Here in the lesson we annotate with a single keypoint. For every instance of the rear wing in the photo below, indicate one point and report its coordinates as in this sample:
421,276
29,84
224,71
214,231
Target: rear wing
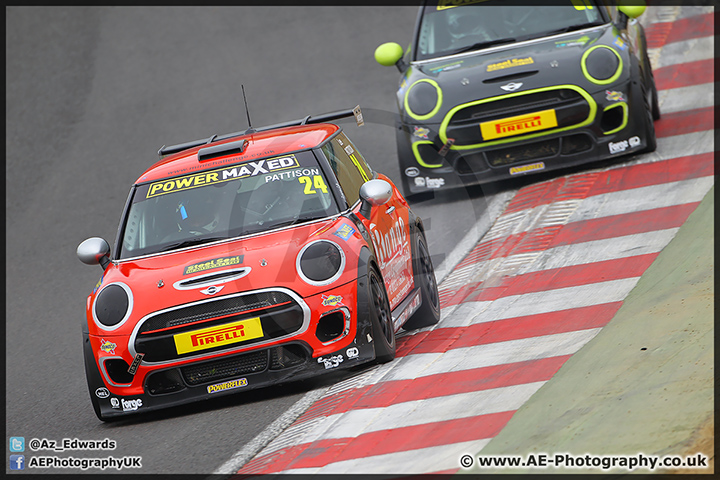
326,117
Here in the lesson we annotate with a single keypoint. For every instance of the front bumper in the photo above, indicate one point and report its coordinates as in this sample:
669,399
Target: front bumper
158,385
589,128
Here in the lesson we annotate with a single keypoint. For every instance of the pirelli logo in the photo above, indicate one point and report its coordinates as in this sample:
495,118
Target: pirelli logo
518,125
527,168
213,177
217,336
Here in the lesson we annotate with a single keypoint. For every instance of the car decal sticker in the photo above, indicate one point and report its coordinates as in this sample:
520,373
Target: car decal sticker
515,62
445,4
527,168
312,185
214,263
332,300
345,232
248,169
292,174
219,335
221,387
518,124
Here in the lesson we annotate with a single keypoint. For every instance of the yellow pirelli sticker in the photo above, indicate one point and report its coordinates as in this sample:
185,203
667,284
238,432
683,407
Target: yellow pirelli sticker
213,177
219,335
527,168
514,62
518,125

++++

In the records above, locate every line with the string "single" and copy it.

* Exercise result *
Here in the lesson we annotate with a single keypoint. For every instance of the rear wing in the photo below, indicate one point and report its coordinates as in this sample:
Here in the lesson we annotate with a single keypoint. For every instance of the front bumper in the photo above, indicate one point and report its coordinates as in this sample:
Here in the lesson we annotate with a single keypoint. For every instance of the pirelli logo in the photo above, indicate one point and report its coordinates as in this sample:
Here in the lesson we annotate with a single keypoint. For every instance of the car decal sticker in the photo above, indicate one point and report its coordinates as in this sample:
Here in the lesson we annotate with a single keypoint. For every instance of the yellow pirelli sticker in the photo above, indicate one point and report its coordinates as in this sample:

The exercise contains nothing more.